> _The problem_
Copy each of the rows below word for word, and leave the pictures out of your copy.

start Stored records

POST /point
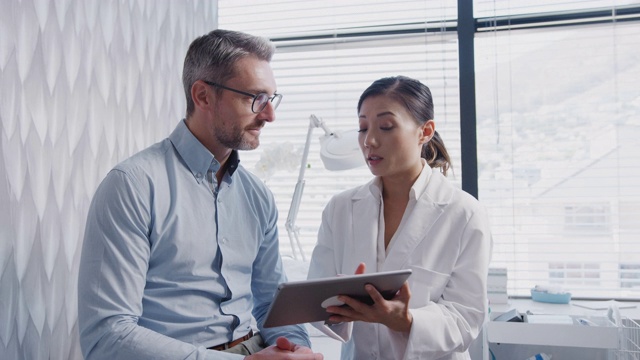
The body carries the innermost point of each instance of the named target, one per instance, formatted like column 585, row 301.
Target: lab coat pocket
column 426, row 285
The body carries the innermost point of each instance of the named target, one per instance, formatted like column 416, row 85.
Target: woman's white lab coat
column 446, row 241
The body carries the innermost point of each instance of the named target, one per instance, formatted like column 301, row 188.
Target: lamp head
column 340, row 151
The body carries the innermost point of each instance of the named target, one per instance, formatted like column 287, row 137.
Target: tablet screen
column 298, row 302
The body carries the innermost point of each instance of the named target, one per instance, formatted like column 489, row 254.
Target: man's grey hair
column 213, row 57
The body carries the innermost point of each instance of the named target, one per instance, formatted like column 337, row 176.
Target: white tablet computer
column 298, row 302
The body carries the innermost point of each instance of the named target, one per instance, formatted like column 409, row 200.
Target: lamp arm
column 290, row 224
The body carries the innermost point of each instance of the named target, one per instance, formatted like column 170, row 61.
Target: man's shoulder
column 145, row 160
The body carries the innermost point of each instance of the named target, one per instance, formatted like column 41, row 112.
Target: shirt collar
column 195, row 155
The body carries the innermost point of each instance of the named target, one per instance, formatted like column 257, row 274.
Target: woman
column 408, row 216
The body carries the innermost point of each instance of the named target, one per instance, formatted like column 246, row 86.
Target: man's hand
column 285, row 350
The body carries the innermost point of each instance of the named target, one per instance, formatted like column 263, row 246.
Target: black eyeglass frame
column 275, row 99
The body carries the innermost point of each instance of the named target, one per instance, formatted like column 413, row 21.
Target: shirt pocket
column 426, row 285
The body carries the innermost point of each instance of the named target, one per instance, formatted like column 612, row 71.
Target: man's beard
column 232, row 138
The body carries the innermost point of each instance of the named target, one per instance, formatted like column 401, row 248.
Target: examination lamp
column 338, row 151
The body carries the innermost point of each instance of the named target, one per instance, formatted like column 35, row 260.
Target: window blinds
column 325, row 75
column 557, row 119
column 558, row 122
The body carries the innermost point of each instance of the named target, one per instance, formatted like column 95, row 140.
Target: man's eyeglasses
column 260, row 100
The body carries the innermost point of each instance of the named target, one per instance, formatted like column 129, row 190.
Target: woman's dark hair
column 416, row 98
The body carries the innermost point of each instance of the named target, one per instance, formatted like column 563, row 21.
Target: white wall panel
column 83, row 85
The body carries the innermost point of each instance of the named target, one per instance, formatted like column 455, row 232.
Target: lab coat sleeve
column 324, row 264
column 452, row 322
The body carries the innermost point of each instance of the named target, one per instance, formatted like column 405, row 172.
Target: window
column 586, row 220
column 570, row 274
column 557, row 119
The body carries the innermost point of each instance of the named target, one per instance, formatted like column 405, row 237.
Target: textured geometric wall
column 83, row 84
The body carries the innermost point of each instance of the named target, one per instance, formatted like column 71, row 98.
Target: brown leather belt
column 233, row 343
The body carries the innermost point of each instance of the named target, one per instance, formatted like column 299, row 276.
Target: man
column 181, row 242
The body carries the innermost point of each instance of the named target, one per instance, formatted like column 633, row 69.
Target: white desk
column 603, row 336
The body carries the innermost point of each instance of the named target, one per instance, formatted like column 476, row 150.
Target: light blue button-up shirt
column 172, row 262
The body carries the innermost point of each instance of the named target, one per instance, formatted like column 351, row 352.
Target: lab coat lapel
column 365, row 229
column 430, row 205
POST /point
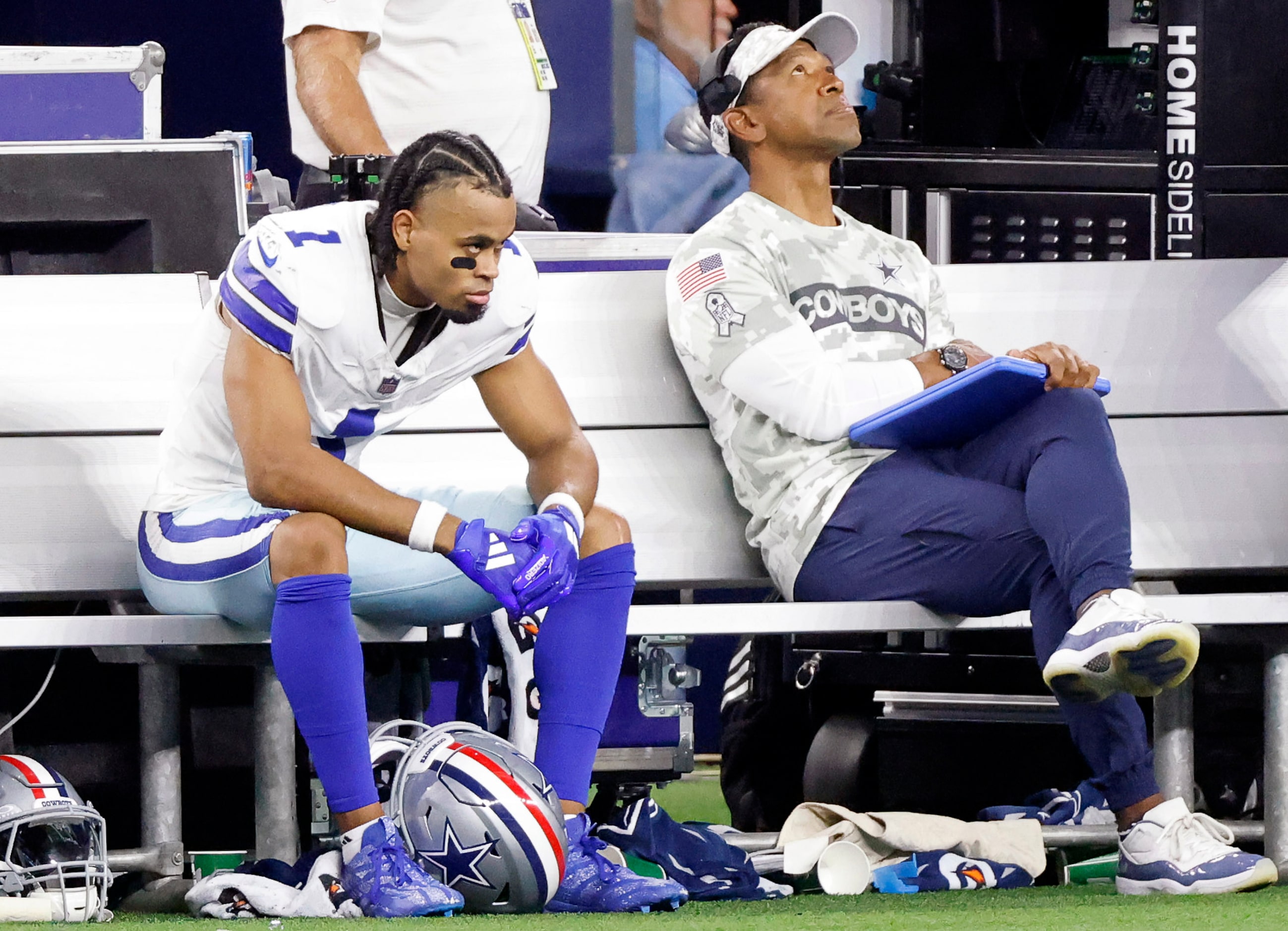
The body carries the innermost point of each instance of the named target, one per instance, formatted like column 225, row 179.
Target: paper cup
column 844, row 870
column 206, row 862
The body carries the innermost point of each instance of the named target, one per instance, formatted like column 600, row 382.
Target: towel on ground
column 311, row 889
column 888, row 837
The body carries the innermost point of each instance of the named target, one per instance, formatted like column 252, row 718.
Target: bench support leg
column 1174, row 742
column 277, row 833
column 159, row 755
column 1277, row 757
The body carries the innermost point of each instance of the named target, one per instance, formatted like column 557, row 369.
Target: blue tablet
column 957, row 408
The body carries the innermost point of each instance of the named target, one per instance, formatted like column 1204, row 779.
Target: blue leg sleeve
column 578, row 661
column 319, row 661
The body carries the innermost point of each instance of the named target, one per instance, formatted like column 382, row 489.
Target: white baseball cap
column 723, row 78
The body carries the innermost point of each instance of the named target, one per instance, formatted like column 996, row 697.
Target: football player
column 331, row 326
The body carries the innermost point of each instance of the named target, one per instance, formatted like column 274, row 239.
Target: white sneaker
column 1172, row 850
column 1121, row 645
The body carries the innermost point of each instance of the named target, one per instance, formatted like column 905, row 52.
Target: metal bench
column 1197, row 408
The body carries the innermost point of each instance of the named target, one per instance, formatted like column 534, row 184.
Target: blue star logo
column 458, row 863
column 886, row 270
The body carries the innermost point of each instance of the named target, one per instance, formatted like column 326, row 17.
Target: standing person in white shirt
column 370, row 76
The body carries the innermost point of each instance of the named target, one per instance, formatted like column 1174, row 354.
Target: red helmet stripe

end Stored records

> _Task answer_
POST /point
The body carries the innermost point of each instance of the named target, one per instance, formatted like column 585, row 301.
Target: lab coat pocket
column 426, row 285
The body carries the innermost point of each instance of the named target, one per instance, formatted like column 416, row 85.
Target: woman's white lab coat
column 446, row 241
The body carries the innermost point of each instance of the named target, one per instance, formatted like column 301, row 188.
Target: lamp head
column 340, row 151
The body carries the innermost point of each instance of the named target, one per instance, formatted like column 287, row 137.
Target: tablet screen
column 298, row 302
The body carries the innermost point of each instance of the named target, one per instance, formatted like column 489, row 254.
Target: man's grey hair
column 213, row 57
The body carries the innermost point of each instance of the named target, one per instance, formatted like column 337, row 176.
Target: white tablet computer
column 298, row 302
The body carries the innermost point of each instance of the named target, one per instance, formatted like column 409, row 200.
Target: lamp arm
column 290, row 224
The body carries the innermost point of each instance of the named target, one per instance, formatted like column 170, row 61.
Target: man's shoulder
column 145, row 160
The body carries the innermost point of each instance of the named target, one per instance, formatted like column 41, row 112.
Target: shirt collar
column 195, row 155
The body carries the innermost point of each instance of the named target, one per instance, formatted like column 257, row 274.
Target: woman
column 408, row 216
The body carries the innermost point of each instance of the named target, one per instance, formatted like column 246, row 86.
Target: man's hand
column 285, row 350
The body carries the innermost point of each instance of the named target, one per instance, formatted like column 263, row 246.
Target: black eyeglass frame
column 275, row 99
The body carries the innermost point of each instance of the named target, one per instance, formatted like column 413, row 21.
Target: shirt pocket
column 426, row 285
The body carries the innermost point of each instance of the named target, one per instance, formatted like column 612, row 71.
Target: man's beard
column 232, row 138
The body carries the innermost point of each instance of the named target, one per instance, formatted like column 401, row 248.
Target: examination lamp
column 338, row 151
The body carries the innermost point of each instance of the named target, one per instance, formatted like column 35, row 260.
Target: window blinds
column 325, row 75
column 557, row 119
column 558, row 122
The body carries the innermost point of each instance of the named target, one per instance, formatted like column 95, row 140.
Target: man's eyeglasses
column 260, row 100
The body carries the innermost point of each instance of the named target, one per instance, formatted like column 129, row 190.
Target: woman's dark hair
column 416, row 98
The body carries the innermost point of each instance of the named target, one per instance, formatted like column 563, row 21.
Target: white wall panel
column 83, row 85
The body carries the innermost point of each instance of the named target, one per instance, formatted like column 455, row 232.
Target: lab coat sleeve
column 324, row 264
column 452, row 322
The body carries the innermost point of each instance of the named target, one per instance, formatted like column 405, row 172.
Target: window
column 586, row 220
column 570, row 274
column 557, row 119
The body carries the innermost point of each instance of the named target, one per instance, formatted like column 405, row 237.
Target: textured geometric wall
column 83, row 84
The body carries the innermost point of each instance of the named target, one per instance, formatted like column 71, row 98.
Target: brown leather belt
column 233, row 343
The body carries the innermost point of each instance of the named target, one per instance, formatted like column 299, row 276.
Target: man
column 181, row 242
The body carries the innermost point of each instance of the named target, one per instance, formatted like column 633, row 69.
Target: white desk
column 603, row 336
The body carries the innermost point of each instance of the named target, one per instance, formatted like column 476, row 150.
Target: light blue button-up shirt
column 172, row 262
The body carries the innermost point of each instance of the named target, one per instance, formatted like column 351, row 352.
Target: lab coat lapel
column 365, row 229
column 430, row 205
POST /point
The body carries the innermost point of each instance of the named target, one per instance, formatted like column 225, row 179.
Target: paper cup
column 844, row 870
column 206, row 862
The body carries the innermost point of each instance of the named target, one per instance, formatted like column 600, row 382.
Target: towel on ground
column 311, row 889
column 888, row 837
The body carries the innermost point of each instance of the named target, one per instance, formatted like column 252, row 718.
Target: bench support leg
column 1174, row 742
column 277, row 833
column 159, row 755
column 1277, row 757
The body carries the innermost point of each instance of the named target, one per instance, formatted like column 557, row 369.
Target: blue tablet
column 957, row 408
The body carries the innermost point of each instance of the named target, one per instance, formatted like column 1204, row 779.
Target: blue leg sleeve
column 578, row 661
column 319, row 661
The body carries the innermost point of each instance of the named target, one per instance, formatted like column 382, row 489.
Target: white baseball cap
column 723, row 78
The body carries the innermost point of each instance of the named target, one per instance, formatted like column 996, row 697.
Target: football player
column 331, row 326
The body carries the innermost point of each instance of the named target, one per instance, formatted like column 274, row 239.
Target: white sneaker
column 1172, row 850
column 1121, row 645
The body carries the innermost point of each instance of the named target, one per instance, formatted like column 905, row 52.
Target: metal bench
column 1197, row 408
The body carries the innermost point of each instance of the named target, one per instance, formatted like column 534, row 184.
Target: blue star logo
column 458, row 863
column 886, row 270
The body carries the innermost point of each instance of the named target, one per instance, formatted like column 326, row 17.
Target: standing person in white shirt
column 370, row 76
The body carries the innermost point of each instance of the named target, one per instance, formatted like column 1174, row 354.
Target: red helmet stripe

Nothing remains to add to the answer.